>>>>
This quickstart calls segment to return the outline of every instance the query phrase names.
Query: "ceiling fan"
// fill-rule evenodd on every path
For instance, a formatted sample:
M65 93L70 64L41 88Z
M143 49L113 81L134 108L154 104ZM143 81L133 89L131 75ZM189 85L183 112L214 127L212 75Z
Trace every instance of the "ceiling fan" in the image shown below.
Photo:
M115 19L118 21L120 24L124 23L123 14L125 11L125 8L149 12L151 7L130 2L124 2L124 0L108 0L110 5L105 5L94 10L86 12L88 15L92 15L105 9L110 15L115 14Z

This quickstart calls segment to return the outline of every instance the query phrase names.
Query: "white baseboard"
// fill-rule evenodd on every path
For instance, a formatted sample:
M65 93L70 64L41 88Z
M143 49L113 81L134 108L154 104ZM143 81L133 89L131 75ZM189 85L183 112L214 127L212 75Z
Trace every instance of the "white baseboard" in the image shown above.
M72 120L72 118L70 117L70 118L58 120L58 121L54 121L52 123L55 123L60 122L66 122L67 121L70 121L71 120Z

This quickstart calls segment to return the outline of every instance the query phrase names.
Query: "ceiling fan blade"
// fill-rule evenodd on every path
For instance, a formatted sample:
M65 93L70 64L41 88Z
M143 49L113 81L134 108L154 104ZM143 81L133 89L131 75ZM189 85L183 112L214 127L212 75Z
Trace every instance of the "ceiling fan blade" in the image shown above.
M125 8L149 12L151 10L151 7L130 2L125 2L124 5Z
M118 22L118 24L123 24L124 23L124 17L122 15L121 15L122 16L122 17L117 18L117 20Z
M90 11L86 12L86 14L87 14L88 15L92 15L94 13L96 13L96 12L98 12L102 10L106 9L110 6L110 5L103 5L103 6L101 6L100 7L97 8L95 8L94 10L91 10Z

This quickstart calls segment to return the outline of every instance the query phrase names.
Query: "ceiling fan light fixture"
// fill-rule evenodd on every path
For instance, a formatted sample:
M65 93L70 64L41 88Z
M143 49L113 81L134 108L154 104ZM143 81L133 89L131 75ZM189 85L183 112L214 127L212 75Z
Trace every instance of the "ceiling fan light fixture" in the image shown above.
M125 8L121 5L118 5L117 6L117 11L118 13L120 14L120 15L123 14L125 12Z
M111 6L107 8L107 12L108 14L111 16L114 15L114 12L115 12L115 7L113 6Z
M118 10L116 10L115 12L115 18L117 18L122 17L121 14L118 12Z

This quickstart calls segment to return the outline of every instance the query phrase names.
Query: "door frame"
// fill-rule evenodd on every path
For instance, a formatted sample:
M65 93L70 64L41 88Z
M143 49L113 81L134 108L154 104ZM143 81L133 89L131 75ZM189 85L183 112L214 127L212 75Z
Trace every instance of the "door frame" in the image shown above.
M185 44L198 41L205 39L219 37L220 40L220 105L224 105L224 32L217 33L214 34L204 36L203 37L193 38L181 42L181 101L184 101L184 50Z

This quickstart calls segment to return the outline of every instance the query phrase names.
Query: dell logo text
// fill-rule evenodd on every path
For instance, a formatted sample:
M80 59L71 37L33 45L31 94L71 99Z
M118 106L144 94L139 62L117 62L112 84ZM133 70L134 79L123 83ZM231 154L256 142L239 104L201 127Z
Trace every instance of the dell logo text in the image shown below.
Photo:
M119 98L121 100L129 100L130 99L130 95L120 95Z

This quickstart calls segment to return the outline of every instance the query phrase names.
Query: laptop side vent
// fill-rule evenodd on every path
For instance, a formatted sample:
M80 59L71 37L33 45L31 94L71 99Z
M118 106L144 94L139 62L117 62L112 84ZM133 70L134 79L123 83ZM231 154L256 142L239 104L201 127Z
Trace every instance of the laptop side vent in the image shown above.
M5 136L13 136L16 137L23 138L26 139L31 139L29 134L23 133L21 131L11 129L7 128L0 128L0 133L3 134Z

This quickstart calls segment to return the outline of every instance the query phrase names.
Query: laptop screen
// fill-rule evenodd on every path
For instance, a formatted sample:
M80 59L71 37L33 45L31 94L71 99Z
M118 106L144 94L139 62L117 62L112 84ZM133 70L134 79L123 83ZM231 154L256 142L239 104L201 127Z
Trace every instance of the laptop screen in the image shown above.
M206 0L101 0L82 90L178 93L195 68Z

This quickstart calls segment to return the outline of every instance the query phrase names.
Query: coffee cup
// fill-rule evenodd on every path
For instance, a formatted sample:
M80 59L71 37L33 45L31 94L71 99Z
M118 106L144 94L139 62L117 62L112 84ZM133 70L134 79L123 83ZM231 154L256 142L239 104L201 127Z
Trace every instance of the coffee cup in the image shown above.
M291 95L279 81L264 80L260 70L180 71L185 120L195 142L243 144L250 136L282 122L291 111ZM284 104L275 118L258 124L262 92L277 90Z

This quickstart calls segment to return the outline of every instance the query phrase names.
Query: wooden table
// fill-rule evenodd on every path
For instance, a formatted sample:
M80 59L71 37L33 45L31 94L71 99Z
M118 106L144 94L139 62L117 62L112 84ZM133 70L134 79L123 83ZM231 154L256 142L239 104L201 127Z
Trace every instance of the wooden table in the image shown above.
<<<<
**Job:** Return all of the lines above, each one reproduced without any change.

**Answer to this task:**
This quickstart calls segment to return the outline of every instance the query phrase names.
Query: "ceiling fan"
// fill-rule evenodd on every path
For instance, a formatted sample:
M65 93L70 64L41 88Z
M143 49L113 81L134 108L154 104ZM143 81L133 89L131 75ZM189 85L183 112L214 127L212 75Z
Trace every instance of the "ceiling fan" in the image shown below.
Photo:
M115 19L118 21L120 24L124 23L123 14L125 11L125 8L149 12L151 7L130 2L124 2L124 0L108 0L110 5L105 5L94 10L86 12L88 15L92 15L105 9L110 15L115 14Z

This quickstart calls segment to return the outline of every instance the query phrase names.
Query: "white baseboard"
// fill-rule evenodd on every path
For instance, a formatted sample:
M65 93L70 64L41 88Z
M143 49L113 81L134 108L154 104ZM143 81L133 89L131 75ZM189 85L183 112L214 127L212 75Z
Trace every instance of the "white baseboard" in the image shown above.
M72 120L72 118L70 117L70 118L58 120L58 121L54 121L52 123L55 123L60 122L66 122L67 121L70 121L71 120Z

This quickstart calls segment to return the outline of every instance the query phrase names.
Query: "ceiling fan blade"
// fill-rule evenodd on every path
For instance, a formatted sample:
M65 93L70 64L41 88Z
M143 49L113 81L134 108L154 104ZM143 81L133 89L131 75ZM189 85L183 112L214 127L212 75Z
Trace every instance of the "ceiling fan blade" in the image shown above.
M125 8L149 12L151 10L151 7L130 2L125 2L124 5Z
M118 22L118 24L123 24L124 23L124 17L122 15L121 15L122 16L122 17L117 18L117 20Z
M90 11L86 12L86 14L87 14L88 15L92 15L94 13L96 13L96 12L98 12L102 10L106 9L110 6L110 5L103 5L103 6L101 6L100 7L97 8L95 8L94 10L91 10Z

This quickstart calls segment to return the outline of every instance the query phrase names.
Query: "ceiling fan light fixture"
// fill-rule evenodd on every path
For instance, a formatted sample:
M65 93L70 64L41 88Z
M143 49L113 81L134 108L154 104ZM143 81L133 89L131 75ZM189 85L183 112L214 127L212 75Z
Trace every instance of the "ceiling fan light fixture" in the image shown above.
M125 8L121 5L118 5L117 6L117 11L118 13L120 14L120 15L123 14L125 12Z
M111 6L107 8L107 12L108 14L111 16L114 15L114 12L115 12L115 7L113 6Z
M118 10L116 10L115 12L115 18L117 18L122 17L121 14L118 12Z

This quickstart calls segment to return the outline of every instance the query phrase names.
Query: "door frame"
// fill-rule evenodd on every path
For instance, a formatted sample:
M65 93L70 64L41 88Z
M143 49L113 81L134 108L154 104ZM143 81L133 89L131 75ZM189 85L183 112L214 127L212 75Z
Trace every instance of the "door frame" in the image shown above.
M185 44L198 41L205 39L219 37L220 40L220 105L224 105L224 32L217 33L214 34L204 36L203 37L193 38L181 42L181 101L184 101L184 50Z

This quickstart calls segment to return the outline of every instance the query phrase names.
Query: dell logo text
// fill-rule evenodd on every path
For instance, a formatted sample:
M80 59L71 37L33 45L31 94L71 99Z
M118 106L144 94L139 62L117 62L112 84ZM133 70L134 79L123 83ZM231 154L256 142L239 104L201 127Z
Trace every instance of the dell logo text in the image shown below.
Photo:
M119 98L121 100L129 100L130 99L130 95L120 95Z

This quickstart calls segment to return the outline of every instance the query phrase names.
Query: laptop side vent
// fill-rule evenodd on every path
For instance, a formatted sample:
M80 59L71 37L33 45L31 94L71 99Z
M118 106L144 94L139 62L117 62L112 84ZM133 70L134 79L123 83ZM231 154L256 142L239 104L201 127Z
Trace every instance of the laptop side vent in the image shown above.
M5 136L13 136L16 137L23 138L26 139L31 139L29 134L23 133L21 131L11 129L7 128L0 128L0 133L3 134Z

This quickstart calls segment to return the outline of every instance the query phrase names.
Query: laptop screen
// fill-rule evenodd on every path
For instance, a formatted sample:
M80 59L71 37L33 45L31 94L71 99Z
M118 106L144 94L139 62L117 62L112 84ZM133 70L134 79L123 83ZM231 154L256 142L239 104L201 127Z
Trace every instance of the laptop screen in the image shown above.
M206 0L101 0L82 90L178 93L195 68Z

This quickstart calls segment to return the outline of every instance the query phrase names.
Query: coffee cup
// fill-rule evenodd on every path
For instance, a formatted sample:
M80 59L71 37L33 45L31 94L71 99Z
M118 106L144 94L139 62L117 62L112 84ZM133 70L134 79L123 83ZM231 154L256 142L239 104L201 127Z
Trace every instance of the coffee cup in the image shown above.
M291 95L279 81L264 80L260 70L180 71L185 120L195 142L243 144L250 136L282 122L291 111ZM284 104L275 118L258 124L262 92L277 90Z

This quickstart calls segment to return the outline of every instance the query phrase names.
Query: wooden table
// fill-rule evenodd on every path
For instance, a formatted sample:
M80 59L71 37L33 45L31 94L71 99Z
M118 106L144 94L139 62L117 62L112 84ZM133 70L134 79L123 83ZM231 154L256 142L239 104L201 127Z
Trace every instance of the wooden table in the image shown above.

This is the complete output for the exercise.